**Excerto da fonte**
-----
Associações partilham experiências sobre promoção da Paz na cidade

PorSara Almeida,12 jun 2022 8:15

Na busca e promoção de uma cultura de paz, onde os jovens têm um papel e voz destacados, o movimento Jovens pela Paz (JpX) realizou no passado dia 4, mais um evento, entre vários que já organizou, com esse desiderato. “Praia mesti Paz” foi o mote da jornada que reuniu testemunhos vários de escolas e diferentes associações. “Todos nós precisamos de paz na nossa sociedade, e ninguém será melhor promotor de paz de que os jovens”, destaca Laura Robalo, dos JpX, apresentando estas jornadas que convidam à reflexão.

Escola da Paz - JpX

O nome do movimento é bem definidor do seu foco: Jovens pela Paz. Desde 2013, através de várias iniciativas é sobre esse foco que têm trabalhado e um dos seus projectos mais acalentado é o da escola da Paz. 

O projecto foi apresentado na comunicação “Lançar sementes de paz, a experiência da escola da paz”, que abriu a jornada.

Como explica Laura Robalo, a Escola pela Paz é uma iniciativa do movimento que funciona no Centro Multiusos do Alto de Safende. A escola recebe cerca de 30 crianças, de segunda a sexta-feira, em período contrário às aulas, e 50 crianças entre os 2 e os 14 anos aos sábados de manhã.
-----
**Dados fornecidos**
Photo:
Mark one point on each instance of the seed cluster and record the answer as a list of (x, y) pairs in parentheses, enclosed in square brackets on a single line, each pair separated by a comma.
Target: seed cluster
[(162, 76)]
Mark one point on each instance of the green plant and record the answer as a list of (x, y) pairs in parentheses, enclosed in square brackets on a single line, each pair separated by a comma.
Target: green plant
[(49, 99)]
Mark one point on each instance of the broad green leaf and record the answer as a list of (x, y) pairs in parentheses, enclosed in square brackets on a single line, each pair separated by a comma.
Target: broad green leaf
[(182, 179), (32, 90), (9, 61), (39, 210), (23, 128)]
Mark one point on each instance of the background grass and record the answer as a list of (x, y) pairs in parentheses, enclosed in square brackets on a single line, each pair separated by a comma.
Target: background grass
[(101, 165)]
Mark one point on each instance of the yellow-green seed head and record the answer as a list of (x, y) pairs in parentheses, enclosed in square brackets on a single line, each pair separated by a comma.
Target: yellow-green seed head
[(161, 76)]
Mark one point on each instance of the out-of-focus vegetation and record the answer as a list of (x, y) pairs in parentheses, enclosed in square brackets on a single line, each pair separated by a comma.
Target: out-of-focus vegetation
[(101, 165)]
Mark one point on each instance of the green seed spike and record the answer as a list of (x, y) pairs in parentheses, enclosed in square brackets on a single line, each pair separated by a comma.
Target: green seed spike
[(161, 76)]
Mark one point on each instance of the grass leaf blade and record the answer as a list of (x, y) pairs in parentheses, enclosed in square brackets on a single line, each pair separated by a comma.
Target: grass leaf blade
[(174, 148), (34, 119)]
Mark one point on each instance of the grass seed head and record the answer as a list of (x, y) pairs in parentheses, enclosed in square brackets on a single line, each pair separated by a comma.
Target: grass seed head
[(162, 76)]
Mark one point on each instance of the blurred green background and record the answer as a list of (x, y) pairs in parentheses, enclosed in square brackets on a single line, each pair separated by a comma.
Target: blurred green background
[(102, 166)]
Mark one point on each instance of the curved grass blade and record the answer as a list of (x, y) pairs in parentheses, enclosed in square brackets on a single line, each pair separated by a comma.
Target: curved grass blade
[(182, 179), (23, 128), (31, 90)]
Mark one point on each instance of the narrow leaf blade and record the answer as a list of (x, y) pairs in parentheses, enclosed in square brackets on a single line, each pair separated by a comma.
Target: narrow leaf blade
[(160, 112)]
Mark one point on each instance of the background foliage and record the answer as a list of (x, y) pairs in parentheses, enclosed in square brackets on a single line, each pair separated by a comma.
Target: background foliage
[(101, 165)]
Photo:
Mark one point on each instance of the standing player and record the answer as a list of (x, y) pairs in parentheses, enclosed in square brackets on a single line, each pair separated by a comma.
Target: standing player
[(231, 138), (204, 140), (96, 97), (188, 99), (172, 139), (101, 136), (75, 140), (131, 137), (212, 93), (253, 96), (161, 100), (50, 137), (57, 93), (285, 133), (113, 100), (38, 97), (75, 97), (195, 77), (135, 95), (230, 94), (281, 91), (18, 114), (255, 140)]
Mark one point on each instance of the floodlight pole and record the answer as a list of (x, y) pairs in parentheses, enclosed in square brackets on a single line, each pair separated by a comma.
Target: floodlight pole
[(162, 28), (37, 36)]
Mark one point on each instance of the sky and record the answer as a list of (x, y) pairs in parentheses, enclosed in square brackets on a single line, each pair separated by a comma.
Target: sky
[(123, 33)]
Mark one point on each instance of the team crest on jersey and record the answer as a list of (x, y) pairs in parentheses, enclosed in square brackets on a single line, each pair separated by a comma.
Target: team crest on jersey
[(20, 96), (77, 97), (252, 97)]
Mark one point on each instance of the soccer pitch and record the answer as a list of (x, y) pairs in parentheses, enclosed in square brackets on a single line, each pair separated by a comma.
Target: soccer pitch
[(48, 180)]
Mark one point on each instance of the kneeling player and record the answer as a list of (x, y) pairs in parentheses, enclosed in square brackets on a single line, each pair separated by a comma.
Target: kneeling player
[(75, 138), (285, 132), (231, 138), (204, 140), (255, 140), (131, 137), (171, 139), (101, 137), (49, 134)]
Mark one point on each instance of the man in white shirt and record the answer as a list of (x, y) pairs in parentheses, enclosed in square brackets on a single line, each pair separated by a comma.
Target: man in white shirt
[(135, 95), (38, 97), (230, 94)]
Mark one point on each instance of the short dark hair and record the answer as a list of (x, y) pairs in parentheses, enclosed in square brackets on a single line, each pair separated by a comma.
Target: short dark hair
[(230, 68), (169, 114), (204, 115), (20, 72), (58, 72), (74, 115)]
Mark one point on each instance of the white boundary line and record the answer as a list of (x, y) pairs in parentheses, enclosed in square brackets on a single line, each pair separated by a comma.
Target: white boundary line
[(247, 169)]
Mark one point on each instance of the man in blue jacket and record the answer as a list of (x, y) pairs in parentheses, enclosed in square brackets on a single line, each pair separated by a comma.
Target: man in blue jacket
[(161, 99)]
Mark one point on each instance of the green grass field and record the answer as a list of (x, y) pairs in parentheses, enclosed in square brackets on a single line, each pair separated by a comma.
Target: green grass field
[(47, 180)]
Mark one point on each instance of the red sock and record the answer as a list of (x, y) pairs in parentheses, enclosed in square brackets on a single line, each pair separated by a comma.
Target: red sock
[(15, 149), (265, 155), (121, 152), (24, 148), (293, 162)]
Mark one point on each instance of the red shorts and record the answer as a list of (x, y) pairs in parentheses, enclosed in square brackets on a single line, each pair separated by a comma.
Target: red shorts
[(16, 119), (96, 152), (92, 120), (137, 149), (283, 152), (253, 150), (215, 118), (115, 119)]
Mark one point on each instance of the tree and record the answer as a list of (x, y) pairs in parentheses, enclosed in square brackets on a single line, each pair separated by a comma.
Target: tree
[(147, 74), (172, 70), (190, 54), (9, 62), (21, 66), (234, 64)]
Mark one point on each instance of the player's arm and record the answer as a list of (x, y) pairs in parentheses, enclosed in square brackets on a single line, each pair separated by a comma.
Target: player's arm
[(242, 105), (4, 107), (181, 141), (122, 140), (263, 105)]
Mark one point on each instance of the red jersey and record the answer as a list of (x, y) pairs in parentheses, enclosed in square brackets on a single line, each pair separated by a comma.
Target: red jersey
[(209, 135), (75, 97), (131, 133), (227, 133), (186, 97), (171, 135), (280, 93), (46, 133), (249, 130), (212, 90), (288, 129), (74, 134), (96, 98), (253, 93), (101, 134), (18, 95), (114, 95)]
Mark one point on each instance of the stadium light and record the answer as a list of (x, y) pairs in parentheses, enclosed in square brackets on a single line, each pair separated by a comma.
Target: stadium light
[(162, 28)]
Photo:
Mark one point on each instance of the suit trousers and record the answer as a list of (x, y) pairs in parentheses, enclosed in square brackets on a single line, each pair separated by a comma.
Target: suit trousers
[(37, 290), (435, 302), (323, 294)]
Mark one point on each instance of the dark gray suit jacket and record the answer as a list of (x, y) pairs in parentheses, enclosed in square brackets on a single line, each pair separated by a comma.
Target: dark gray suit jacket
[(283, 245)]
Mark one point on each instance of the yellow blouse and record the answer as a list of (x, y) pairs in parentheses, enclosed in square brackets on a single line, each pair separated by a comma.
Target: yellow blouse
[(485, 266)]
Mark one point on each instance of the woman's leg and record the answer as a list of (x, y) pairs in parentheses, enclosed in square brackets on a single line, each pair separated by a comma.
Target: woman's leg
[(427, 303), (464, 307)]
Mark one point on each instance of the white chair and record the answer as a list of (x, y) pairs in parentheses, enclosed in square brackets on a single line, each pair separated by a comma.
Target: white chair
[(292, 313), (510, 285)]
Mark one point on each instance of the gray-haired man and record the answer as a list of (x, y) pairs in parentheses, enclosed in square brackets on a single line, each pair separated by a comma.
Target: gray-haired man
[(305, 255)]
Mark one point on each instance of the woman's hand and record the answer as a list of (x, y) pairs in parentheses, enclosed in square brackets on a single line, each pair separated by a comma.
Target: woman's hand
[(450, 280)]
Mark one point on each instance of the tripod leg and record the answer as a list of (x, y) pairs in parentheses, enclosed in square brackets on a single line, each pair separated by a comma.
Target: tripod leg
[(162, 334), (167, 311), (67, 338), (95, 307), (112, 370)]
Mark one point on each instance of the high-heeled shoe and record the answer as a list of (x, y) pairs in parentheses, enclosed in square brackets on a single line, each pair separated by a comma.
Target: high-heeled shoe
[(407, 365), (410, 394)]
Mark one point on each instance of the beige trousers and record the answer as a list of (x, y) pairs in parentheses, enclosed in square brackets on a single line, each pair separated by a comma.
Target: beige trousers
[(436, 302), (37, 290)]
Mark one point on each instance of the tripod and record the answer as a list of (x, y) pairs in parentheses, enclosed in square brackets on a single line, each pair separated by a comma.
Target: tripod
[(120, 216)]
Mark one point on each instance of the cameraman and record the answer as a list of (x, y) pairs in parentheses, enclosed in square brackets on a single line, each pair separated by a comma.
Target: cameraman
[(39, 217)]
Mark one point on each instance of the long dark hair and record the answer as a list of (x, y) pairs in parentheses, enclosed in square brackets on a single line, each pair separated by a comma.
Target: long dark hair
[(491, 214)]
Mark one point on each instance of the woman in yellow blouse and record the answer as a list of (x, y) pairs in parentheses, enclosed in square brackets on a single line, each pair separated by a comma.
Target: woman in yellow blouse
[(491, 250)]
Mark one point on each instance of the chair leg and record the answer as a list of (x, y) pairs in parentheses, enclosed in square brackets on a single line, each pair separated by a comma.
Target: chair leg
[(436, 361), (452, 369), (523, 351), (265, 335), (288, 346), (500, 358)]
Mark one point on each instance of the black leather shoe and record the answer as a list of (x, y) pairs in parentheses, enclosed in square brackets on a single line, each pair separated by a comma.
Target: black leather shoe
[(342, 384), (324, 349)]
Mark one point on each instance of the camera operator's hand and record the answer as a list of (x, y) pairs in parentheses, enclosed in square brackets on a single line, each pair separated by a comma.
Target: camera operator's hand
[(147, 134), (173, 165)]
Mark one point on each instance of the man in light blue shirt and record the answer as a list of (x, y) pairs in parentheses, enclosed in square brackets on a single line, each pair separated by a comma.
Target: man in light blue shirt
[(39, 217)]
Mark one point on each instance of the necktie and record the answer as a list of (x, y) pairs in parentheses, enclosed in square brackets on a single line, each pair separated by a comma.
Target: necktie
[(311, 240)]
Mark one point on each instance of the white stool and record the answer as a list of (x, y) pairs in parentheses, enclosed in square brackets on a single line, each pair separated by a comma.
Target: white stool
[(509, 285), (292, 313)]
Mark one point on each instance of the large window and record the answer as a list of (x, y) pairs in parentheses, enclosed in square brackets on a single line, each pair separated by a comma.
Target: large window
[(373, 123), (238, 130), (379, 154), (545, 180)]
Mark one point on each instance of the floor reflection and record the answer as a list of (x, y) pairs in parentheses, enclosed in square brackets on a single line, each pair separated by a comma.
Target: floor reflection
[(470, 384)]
-----
**Tarefa proposta**
Prossiga o texto sobre os Jovens pela Paz a partir do ponto em que ele termina. Os dados fornecidos não têm qualquer relação com o texto sobre os Jovens pela Paz.

**Resultado da tarefa**
Aí, há acompanhamento de estudo e actividades lúdicas, sempre tendo como guia da Escola ensinamentos sobre a paz, bons modos e promovendo a gentileza. Serve para “aprenderem que têm outro caminho além da violência. Há caminhos mais belos: a paz”, explica Laura.

E assim, sementes de paz vão sendo lançadas nos mais pequenos.

Escolas promotoras da Paz – Esc. Regina Silva

O papel das escolas na promoção da paz social é, reconhece-se de suma importância, e tem vindo a ser um eixo orientador das acções na Escola Secundária Regina da Silva.

Praia Situada na Achadinha, esta escola, que acolhe um grupo muito variado de jovens, de muitas localidades da Praia, tem vindo a realizar “actividades de intervenção no sentido de melhorar o clima de convivência”, relata o director, João Evangelista Andrade. 

“Às vezes são situações que surgem pontualmente e nós, enquanto direcção, somos chamados a fazer intervenções de momento para gerir os conflitos que vão surgindo no dia a dia”, explica.

Mas além dos “imprevistos”, ao longo dos 6 anos de mandato da direcção foram feitos planos de acção, nos quais vão sendo sucessivamente sedimentadas as intervenções que têm sucesso. 

Entre algumas acções, estão as desenvolvidas no gabinete de orientação vocacional e atendimento aos alunos, palestras e projectos como o concurso de melhor turma que premeia a turma com menos faltas, suspensões, etc.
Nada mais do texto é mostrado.